SOURCE DATA START
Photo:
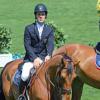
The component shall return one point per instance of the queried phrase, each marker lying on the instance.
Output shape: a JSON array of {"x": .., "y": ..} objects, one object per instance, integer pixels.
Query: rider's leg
[{"x": 25, "y": 75}]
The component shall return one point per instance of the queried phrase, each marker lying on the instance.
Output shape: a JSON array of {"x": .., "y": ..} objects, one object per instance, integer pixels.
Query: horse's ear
[{"x": 59, "y": 67}]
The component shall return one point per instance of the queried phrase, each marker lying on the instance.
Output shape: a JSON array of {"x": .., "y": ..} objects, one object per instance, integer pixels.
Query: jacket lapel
[
  {"x": 36, "y": 32},
  {"x": 44, "y": 32}
]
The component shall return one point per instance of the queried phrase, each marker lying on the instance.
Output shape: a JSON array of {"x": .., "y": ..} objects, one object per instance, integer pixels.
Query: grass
[{"x": 78, "y": 18}]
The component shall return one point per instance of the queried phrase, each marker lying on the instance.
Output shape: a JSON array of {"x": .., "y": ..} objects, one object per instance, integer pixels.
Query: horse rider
[{"x": 38, "y": 43}]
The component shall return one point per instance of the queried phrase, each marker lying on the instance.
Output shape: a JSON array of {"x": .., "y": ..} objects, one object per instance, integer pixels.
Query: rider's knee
[{"x": 26, "y": 70}]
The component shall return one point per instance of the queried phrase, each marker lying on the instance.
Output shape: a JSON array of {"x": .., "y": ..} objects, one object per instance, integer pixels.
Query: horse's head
[{"x": 65, "y": 75}]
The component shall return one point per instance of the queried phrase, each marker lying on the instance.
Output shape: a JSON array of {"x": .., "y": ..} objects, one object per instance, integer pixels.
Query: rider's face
[{"x": 40, "y": 16}]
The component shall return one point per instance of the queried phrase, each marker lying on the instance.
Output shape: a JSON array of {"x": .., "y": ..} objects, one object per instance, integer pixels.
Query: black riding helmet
[{"x": 40, "y": 8}]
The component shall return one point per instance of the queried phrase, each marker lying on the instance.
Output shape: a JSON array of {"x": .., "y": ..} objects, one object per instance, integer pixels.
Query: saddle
[{"x": 17, "y": 81}]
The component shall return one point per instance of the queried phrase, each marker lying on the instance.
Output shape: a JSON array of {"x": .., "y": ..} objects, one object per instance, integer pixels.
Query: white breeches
[{"x": 26, "y": 70}]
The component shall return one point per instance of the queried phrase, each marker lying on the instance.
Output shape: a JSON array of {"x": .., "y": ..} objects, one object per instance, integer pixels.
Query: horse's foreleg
[{"x": 77, "y": 88}]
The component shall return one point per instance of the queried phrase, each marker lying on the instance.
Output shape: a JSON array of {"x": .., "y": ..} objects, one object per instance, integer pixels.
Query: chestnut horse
[
  {"x": 43, "y": 85},
  {"x": 84, "y": 60}
]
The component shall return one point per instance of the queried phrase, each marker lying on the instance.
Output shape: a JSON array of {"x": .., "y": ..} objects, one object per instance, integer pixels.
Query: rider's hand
[
  {"x": 37, "y": 62},
  {"x": 47, "y": 58}
]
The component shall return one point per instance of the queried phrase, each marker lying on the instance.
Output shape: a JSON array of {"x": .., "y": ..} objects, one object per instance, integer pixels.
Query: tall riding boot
[{"x": 22, "y": 86}]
SOURCE DATA END
### WHAT YOU HAVE TO DO
With the pictures set aside, write out the whole listing exactly.

### EXPECTED ANSWER
Photo:
The component shall return one point per instance of the queried phrase, each marker lying on the instance.
Output shape: a JSON array of {"x": .., "y": ..} objects, one object per instance, integer pixels.
Query: rider's leg
[{"x": 25, "y": 75}]
The component shall return one point per instance of the queried phrase, each marker lying on the instance.
Output shape: a JSON array of {"x": .., "y": ..} objects, one object per instance, integer pixels.
Query: horse's ear
[{"x": 59, "y": 67}]
The component shall return one point per instance of the queried phrase, each marker lying on the instance.
Output shape: a JSON array of {"x": .., "y": ..} objects, one object per instance, integer pixels.
Query: jacket lapel
[
  {"x": 36, "y": 32},
  {"x": 44, "y": 32}
]
The component shall return one point per instance of the queried phrase, each marker lying on the instance.
Output shape: a JSON array of {"x": .., "y": ..} objects, one object per instance, integer pixels.
Query: grass
[{"x": 78, "y": 18}]
The component shall return one point per instance of the queried phrase, each marker lying on the instance.
Output shape: a JSON array of {"x": .., "y": ..} objects, one object per instance, integer pixels.
Query: horse rider
[{"x": 38, "y": 43}]
The component shall return one point per instance of the queried phrase, each marker lying on the instance.
Output shape: a JSON array of {"x": .., "y": ..} objects, one object per instance, integer pixels.
Query: rider's knee
[{"x": 26, "y": 70}]
The component shall return one point per instance of the queried phrase, each marker lying on the instance.
Output shape: a JSON array of {"x": .., "y": ..} objects, one object per instance, integer pixels.
Query: horse's head
[{"x": 65, "y": 75}]
The component shall return one point per instance of the queried phrase, each marker lying on the instance.
Output shape: a JSON array of {"x": .., "y": ..} objects, one object per instance, integer pixels.
Query: rider's face
[{"x": 40, "y": 16}]
The component shall return one point per instance of the queried phrase, each marker lying on the instance.
Output shape: a JSON array of {"x": .., "y": ..} objects, one object per instance, integer pixels.
Query: black riding helmet
[{"x": 40, "y": 8}]
The component shall return one point per instance of the queried phrase, each marker lying on the instance.
Output shape: a JSON array of {"x": .., "y": ..} objects, one object per instance, integer pixels.
Query: saddle
[{"x": 17, "y": 81}]
The component shall return one point per instance of the queried phrase, each marker lying on the instance.
Output shape: a JSON array of {"x": .., "y": ..} objects, one object per instance, integer pixels.
Query: white breeches
[{"x": 26, "y": 70}]
The component shall return one point per instance of the queried phrase, each marker lying on the instance.
Output shape: a JSON array of {"x": .., "y": ..} objects, one object per instance, integer pixels.
Query: horse's foreleg
[{"x": 77, "y": 88}]
The component shall return one point per instance of the queried phrase, each marker lying on the instance.
Output shape: a JSON array of {"x": .., "y": ..} objects, one object per instance, integer pixels.
Query: chestnut horse
[
  {"x": 43, "y": 85},
  {"x": 84, "y": 60}
]
The component shall return one point per instance of the queried phrase, each marker lying on the instance.
Output shape: a JSON array of {"x": .., "y": ..} objects, one object per instance, integer pixels.
Query: rider's hand
[
  {"x": 37, "y": 62},
  {"x": 47, "y": 58}
]
The component shall return one point per instance of the queried phrase, each marker lying on the instance.
Output shape: a JSON array of {"x": .., "y": ..} objects, one object per instance, integer pixels.
Query: tall riding boot
[{"x": 22, "y": 86}]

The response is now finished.